If your answer to the original question is "no," then why? Is there some fundamental difference between a child and a zygote, such that telling a zygote you "don't want" it before it exists is different from telling a child you "don't want" it before it exists?

We can say that a human child is just a different stage of a zygote....but then, why this distinction? What does it matter whether I'm talking to a zygote or a child, if they're the same thing? Furthermore, if a zygote is a child because of the potential argument --- if we determine that a zygote is now a human child based on the argument that, if left alone, it will eventually become a human child --- then how is it that it is not, for example, just as much of a crime to not conceive a child as it is to terminate a pregnancy that has already been conceived? If two people, who are attracted to each other, are left alone in a room and left to their own biological designs, they will procreate and conceive offspring. So using this same reasoning, can we also not confirm that this "child" exists in some abstract, metaphysical sense before the pregnancy even begins? Is it then a "crime" to interrupt the two as they attempt to reproduce? Does that constitute "playing god" with nature?

I guess a simpler way of putting it would be....it seems to me that this argument, the "potential argument," relies on the establishment of the "child" not just as a physical thing that exists, but also as a conceptual entity. Some of the claims take into account the beginning of the physical entity ("life begins at conception"), while others refer to the "person" in the abstract (for in what other sense than the abstract is a feelingless, psycheless, consciousness-less mass of cells equivalent to a human being with feelings, a psyche and a consciousness?). The problem is then exacerbated when people equivocate between these two concepts --- the physical "child" and the conceptual "person" --- and argue from either point as though they are one and the same. I think that's the reason this argument doesn't float in pro-choice circles; because, on some level, people are aware of this equivocation, they sense it, and they innately understand that it is wrong, even if they don't understand why. And they, like myself, may become temporarily misguided and fall for other arguments as they try to understand why they feel that nagging sense of "wrongness." There may be some crude "life" which begins at conception, but the conceptual "person" that we "know" begins once the fetus has achieved maturity and is capable of interacting with us socially.

So in closing, you might say that my conclusion is thus: Life, in some sense, does begin at conception. But a person does not begin until the conceived organism has developed the capacity to maintain an ego. The zygote, then, could be described as the "shell" that the person itself will someday inhabit, but not the person him- or herself. For if we ignore the significance of the ego in determining what is a "person" and what is not, then we could simply say that bacteria (or any other non-human organisms) are "people" too, because they are alive, even if only in a most primitive sense.

"Life" is, quite simply, not the only issue here. And a failure to recognize this is almost a sure-fire guarantee that any given argument --- for or against abortion --- will also be a failure.

--Tim D.

1 comment:

  1. Well done. Woot! This is the reason why a good number of people are pro-choice. We can clearly discern the difference between a clump of cells and an infant. Flour, water, salt, and yeast has the potential to be bread, but it won't be unless you let it rise and then cook it. That's why it's dough vs bread. They're distinct. That's why it's zygote vs embryo vs fetus vs infant.

What the exercise asks:
Reproduce the part of the essay on personhood that begins at the words "1. Well done." and stops after the words "fetus vs infant.".

Dataset records
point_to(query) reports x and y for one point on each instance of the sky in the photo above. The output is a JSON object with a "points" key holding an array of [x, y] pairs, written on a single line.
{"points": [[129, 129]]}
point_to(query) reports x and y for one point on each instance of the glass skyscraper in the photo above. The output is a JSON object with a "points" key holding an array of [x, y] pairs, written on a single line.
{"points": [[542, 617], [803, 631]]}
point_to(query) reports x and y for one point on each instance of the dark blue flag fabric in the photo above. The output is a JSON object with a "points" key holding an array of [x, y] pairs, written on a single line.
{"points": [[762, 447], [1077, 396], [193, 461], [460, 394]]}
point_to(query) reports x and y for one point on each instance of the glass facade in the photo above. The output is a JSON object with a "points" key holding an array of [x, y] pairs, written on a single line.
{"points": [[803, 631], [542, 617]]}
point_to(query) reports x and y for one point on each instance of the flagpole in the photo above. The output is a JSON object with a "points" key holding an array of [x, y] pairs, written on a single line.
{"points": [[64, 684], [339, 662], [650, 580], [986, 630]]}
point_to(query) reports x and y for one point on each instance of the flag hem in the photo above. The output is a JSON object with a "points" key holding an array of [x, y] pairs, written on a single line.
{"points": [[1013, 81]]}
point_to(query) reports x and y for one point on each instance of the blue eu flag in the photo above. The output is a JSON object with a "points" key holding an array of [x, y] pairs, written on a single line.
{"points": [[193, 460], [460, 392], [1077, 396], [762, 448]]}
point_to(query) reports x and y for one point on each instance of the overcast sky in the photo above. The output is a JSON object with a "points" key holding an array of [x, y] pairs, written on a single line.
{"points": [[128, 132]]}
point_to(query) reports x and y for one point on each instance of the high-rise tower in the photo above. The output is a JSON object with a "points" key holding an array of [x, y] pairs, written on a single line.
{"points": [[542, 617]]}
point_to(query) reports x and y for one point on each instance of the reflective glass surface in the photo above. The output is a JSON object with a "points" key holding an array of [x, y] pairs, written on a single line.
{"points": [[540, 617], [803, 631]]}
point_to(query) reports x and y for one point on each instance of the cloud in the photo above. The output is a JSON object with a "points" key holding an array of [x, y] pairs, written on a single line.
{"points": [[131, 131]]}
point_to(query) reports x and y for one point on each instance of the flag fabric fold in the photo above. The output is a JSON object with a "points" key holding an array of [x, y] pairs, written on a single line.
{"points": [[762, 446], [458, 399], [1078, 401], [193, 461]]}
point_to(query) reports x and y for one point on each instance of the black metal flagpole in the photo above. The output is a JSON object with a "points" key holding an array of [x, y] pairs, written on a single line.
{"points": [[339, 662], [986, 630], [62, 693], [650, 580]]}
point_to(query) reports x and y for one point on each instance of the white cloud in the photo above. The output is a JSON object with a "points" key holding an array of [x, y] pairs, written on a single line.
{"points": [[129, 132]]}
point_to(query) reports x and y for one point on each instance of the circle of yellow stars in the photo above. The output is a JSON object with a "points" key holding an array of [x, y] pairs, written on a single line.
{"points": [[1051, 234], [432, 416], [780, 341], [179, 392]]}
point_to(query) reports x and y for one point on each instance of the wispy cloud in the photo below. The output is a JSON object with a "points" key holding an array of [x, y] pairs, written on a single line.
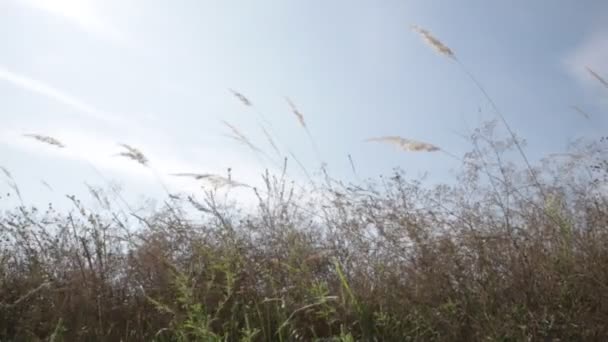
{"points": [[591, 53], [82, 13], [46, 90]]}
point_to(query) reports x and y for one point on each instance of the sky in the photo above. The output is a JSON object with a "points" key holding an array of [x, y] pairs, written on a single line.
{"points": [[156, 75]]}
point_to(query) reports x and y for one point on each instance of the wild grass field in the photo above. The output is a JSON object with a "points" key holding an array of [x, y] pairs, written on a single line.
{"points": [[511, 250]]}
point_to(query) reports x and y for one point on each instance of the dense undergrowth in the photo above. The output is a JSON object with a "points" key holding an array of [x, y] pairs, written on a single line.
{"points": [[498, 255]]}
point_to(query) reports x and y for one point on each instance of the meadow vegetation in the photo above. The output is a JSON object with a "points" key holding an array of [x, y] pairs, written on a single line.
{"points": [[509, 251]]}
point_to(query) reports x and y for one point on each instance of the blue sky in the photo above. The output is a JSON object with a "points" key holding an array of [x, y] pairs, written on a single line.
{"points": [[156, 74]]}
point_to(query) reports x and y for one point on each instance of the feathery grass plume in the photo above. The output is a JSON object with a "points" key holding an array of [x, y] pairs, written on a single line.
{"points": [[581, 112], [241, 97], [597, 77], [406, 144], [433, 42], [300, 117], [446, 51], [197, 176], [216, 181], [133, 154], [45, 139], [296, 112]]}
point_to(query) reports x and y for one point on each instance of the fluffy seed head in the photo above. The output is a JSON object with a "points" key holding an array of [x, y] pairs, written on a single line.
{"points": [[433, 42], [46, 139], [133, 154], [216, 181], [241, 97], [406, 144]]}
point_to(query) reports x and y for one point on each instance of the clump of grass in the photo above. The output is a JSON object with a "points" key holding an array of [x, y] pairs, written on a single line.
{"points": [[434, 42], [406, 144], [134, 154], [46, 139], [241, 97], [396, 260], [216, 181]]}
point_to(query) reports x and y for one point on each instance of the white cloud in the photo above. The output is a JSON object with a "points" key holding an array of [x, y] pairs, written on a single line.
{"points": [[592, 52], [41, 88], [83, 13]]}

Answer area:
1. Well done. Woot! This is the reason why a good number of people are pro-choice. We can clearly discern the difference between a clump of cells and an infant. Flour, water, salt, and yeast has the potential to be bread, but it won't be unless you let it rise and then cook it. That's why it's dough vs bread. They're distinct. That's why it's zygote vs embryo vs fetus vs infant.